** Data for the task follows **

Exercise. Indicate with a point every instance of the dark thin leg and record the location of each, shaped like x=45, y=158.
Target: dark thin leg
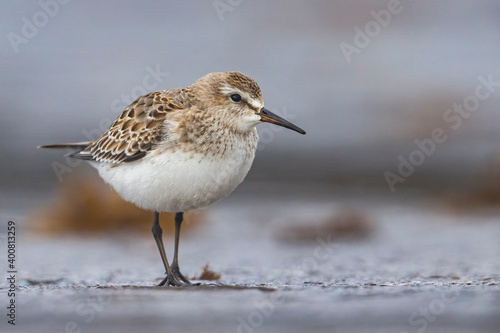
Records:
x=170, y=279
x=175, y=264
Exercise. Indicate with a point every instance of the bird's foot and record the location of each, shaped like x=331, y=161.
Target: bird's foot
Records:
x=179, y=276
x=170, y=280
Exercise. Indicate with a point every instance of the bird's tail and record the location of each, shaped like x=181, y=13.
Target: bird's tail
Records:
x=74, y=146
x=77, y=148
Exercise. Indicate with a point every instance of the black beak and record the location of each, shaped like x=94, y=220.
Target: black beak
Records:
x=269, y=117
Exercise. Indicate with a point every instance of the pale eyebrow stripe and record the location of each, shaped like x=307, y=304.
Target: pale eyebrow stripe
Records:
x=230, y=90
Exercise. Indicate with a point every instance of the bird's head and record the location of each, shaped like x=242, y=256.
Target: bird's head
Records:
x=236, y=100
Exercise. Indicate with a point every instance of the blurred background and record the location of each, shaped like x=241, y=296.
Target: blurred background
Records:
x=400, y=101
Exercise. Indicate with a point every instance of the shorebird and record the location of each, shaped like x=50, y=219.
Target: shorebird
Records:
x=181, y=149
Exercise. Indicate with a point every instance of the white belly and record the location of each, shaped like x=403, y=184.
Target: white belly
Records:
x=176, y=181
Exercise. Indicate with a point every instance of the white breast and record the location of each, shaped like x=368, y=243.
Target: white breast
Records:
x=177, y=181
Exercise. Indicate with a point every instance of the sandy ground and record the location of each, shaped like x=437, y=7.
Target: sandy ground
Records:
x=421, y=270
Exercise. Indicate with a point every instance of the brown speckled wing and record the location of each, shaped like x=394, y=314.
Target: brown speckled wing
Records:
x=137, y=130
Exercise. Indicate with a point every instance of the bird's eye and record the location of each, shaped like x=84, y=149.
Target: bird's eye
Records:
x=236, y=98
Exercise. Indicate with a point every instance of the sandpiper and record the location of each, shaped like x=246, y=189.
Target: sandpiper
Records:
x=181, y=149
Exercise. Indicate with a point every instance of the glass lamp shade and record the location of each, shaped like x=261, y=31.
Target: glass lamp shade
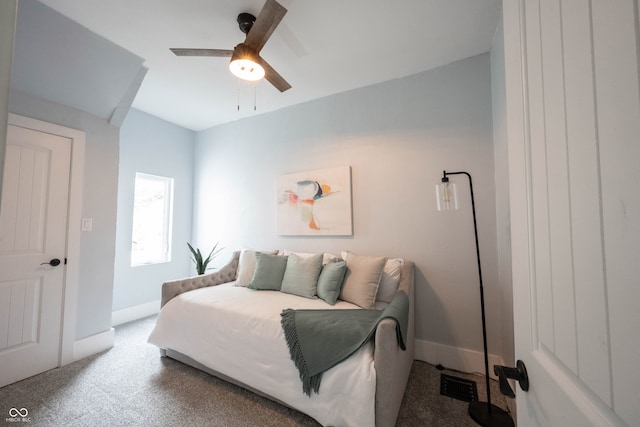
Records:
x=447, y=196
x=244, y=64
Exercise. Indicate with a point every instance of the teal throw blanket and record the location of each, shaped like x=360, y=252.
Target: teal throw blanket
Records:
x=320, y=339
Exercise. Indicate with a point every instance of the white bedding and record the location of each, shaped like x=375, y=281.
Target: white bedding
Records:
x=236, y=331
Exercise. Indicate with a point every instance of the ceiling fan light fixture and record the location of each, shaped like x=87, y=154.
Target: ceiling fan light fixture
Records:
x=244, y=64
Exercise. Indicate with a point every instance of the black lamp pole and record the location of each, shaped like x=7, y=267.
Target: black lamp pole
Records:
x=484, y=413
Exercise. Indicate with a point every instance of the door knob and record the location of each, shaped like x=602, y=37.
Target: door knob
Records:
x=519, y=373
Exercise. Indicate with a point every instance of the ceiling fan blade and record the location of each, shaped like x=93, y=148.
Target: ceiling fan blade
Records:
x=273, y=77
x=270, y=16
x=202, y=52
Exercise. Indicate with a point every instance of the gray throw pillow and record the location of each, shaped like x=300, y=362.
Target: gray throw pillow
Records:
x=330, y=281
x=269, y=272
x=301, y=275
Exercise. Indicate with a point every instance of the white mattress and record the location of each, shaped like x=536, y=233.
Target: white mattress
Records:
x=236, y=331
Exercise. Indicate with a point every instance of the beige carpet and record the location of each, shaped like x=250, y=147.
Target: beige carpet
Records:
x=130, y=385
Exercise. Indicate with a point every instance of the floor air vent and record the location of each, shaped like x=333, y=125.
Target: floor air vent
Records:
x=458, y=388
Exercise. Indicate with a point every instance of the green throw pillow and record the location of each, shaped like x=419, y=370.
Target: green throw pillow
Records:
x=269, y=272
x=301, y=275
x=330, y=281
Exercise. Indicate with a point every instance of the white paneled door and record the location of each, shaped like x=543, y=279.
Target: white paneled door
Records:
x=33, y=230
x=573, y=102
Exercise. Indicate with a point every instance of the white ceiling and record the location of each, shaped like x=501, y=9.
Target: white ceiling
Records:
x=320, y=48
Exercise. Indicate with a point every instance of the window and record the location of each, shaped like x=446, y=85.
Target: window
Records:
x=152, y=212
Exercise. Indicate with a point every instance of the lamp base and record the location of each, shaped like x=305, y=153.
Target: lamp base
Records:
x=489, y=415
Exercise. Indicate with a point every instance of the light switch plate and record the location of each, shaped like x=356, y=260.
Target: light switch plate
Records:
x=87, y=224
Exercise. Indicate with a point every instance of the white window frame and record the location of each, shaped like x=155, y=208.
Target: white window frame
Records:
x=167, y=214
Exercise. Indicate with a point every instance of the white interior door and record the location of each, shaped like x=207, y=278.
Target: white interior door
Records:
x=573, y=102
x=33, y=230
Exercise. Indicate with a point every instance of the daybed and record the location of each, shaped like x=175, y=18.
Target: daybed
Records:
x=235, y=333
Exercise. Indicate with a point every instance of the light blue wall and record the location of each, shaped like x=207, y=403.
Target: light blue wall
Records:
x=154, y=146
x=397, y=136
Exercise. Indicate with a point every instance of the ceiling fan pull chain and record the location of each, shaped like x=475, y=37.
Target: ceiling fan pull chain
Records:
x=238, y=80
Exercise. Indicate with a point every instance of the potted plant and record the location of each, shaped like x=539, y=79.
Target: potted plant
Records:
x=200, y=262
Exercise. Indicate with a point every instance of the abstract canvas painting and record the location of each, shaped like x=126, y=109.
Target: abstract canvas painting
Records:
x=315, y=203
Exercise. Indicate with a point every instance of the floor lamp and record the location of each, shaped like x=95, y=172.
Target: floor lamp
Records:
x=484, y=413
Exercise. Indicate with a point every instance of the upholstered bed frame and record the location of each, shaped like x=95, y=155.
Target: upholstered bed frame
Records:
x=392, y=364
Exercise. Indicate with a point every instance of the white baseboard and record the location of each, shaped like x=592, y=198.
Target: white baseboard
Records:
x=94, y=344
x=136, y=312
x=460, y=359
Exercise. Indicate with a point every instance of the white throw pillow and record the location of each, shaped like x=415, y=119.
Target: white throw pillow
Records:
x=390, y=280
x=247, y=266
x=362, y=279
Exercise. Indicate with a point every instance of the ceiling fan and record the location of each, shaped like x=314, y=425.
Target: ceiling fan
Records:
x=246, y=62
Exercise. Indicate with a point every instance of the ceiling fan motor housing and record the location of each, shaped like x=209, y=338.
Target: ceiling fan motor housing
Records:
x=245, y=22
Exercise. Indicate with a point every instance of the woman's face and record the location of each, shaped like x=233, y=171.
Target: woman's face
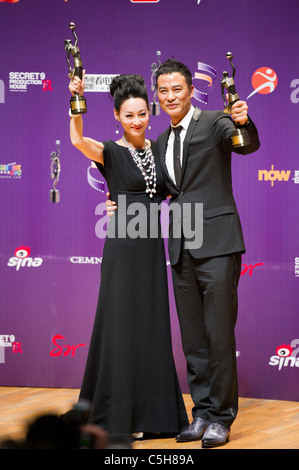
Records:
x=133, y=116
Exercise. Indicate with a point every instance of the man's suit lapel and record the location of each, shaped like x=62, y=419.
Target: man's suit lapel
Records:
x=190, y=130
x=162, y=152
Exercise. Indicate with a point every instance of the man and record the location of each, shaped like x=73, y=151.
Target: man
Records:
x=205, y=278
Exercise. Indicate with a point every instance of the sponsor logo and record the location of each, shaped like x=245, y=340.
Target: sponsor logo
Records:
x=23, y=260
x=64, y=349
x=19, y=81
x=206, y=73
x=10, y=170
x=9, y=341
x=264, y=81
x=275, y=175
x=85, y=260
x=2, y=92
x=248, y=268
x=98, y=82
x=286, y=355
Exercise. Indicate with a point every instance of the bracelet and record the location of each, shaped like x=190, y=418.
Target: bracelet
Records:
x=73, y=115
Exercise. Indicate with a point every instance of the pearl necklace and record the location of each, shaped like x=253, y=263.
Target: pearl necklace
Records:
x=146, y=163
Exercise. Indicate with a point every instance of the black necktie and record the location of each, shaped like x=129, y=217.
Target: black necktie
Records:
x=177, y=154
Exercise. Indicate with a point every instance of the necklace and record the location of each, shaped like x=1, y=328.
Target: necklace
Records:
x=146, y=163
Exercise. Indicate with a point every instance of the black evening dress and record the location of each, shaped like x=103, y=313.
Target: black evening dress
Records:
x=130, y=377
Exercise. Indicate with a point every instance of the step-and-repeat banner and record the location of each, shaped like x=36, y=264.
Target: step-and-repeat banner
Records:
x=52, y=197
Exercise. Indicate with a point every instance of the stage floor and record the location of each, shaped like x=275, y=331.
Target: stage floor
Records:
x=260, y=424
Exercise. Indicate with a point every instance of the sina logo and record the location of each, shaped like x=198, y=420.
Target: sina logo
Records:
x=285, y=356
x=22, y=259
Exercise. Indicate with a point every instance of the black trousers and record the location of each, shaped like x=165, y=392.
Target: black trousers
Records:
x=207, y=303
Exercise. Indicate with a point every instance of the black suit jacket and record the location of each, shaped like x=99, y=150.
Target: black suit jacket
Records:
x=206, y=178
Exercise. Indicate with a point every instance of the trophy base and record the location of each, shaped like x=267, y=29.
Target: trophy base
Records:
x=154, y=109
x=240, y=138
x=54, y=195
x=78, y=104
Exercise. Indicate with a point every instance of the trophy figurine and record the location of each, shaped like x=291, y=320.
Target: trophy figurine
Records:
x=154, y=105
x=77, y=102
x=55, y=172
x=240, y=136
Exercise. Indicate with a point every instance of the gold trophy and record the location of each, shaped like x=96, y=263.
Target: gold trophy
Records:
x=77, y=102
x=240, y=137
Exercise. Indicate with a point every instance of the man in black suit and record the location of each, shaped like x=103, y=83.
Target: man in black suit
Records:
x=205, y=278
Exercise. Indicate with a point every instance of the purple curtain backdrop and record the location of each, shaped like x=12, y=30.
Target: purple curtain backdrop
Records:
x=50, y=255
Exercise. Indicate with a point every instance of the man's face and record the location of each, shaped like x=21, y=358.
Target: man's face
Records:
x=174, y=95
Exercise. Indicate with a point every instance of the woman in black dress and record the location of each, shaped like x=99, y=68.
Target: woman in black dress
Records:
x=130, y=377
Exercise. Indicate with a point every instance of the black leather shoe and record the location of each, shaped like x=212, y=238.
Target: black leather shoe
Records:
x=194, y=432
x=215, y=435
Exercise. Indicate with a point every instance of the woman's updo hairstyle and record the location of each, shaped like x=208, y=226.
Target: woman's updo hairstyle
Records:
x=124, y=87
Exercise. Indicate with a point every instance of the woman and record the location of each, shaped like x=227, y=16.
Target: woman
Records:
x=130, y=377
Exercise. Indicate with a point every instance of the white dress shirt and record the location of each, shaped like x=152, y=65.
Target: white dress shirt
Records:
x=169, y=150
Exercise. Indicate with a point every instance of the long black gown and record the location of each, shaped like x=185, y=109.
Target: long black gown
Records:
x=130, y=376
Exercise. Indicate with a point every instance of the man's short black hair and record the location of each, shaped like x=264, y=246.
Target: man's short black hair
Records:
x=173, y=65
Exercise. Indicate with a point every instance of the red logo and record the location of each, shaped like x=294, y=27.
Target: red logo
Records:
x=284, y=350
x=64, y=349
x=264, y=81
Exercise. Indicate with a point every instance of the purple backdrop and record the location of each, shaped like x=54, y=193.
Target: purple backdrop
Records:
x=48, y=297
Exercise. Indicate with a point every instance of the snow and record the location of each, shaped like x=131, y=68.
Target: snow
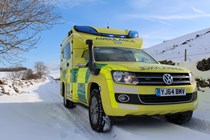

** End of Data for the task **

**Work task**
What the answer needs is every line from the data above with "sandpiper" in it.

**Output of the task**
Exercise. Indicate with a point every instance of the sandpiper and record the location of each, shaped like x=246, y=189.
Target: sandpiper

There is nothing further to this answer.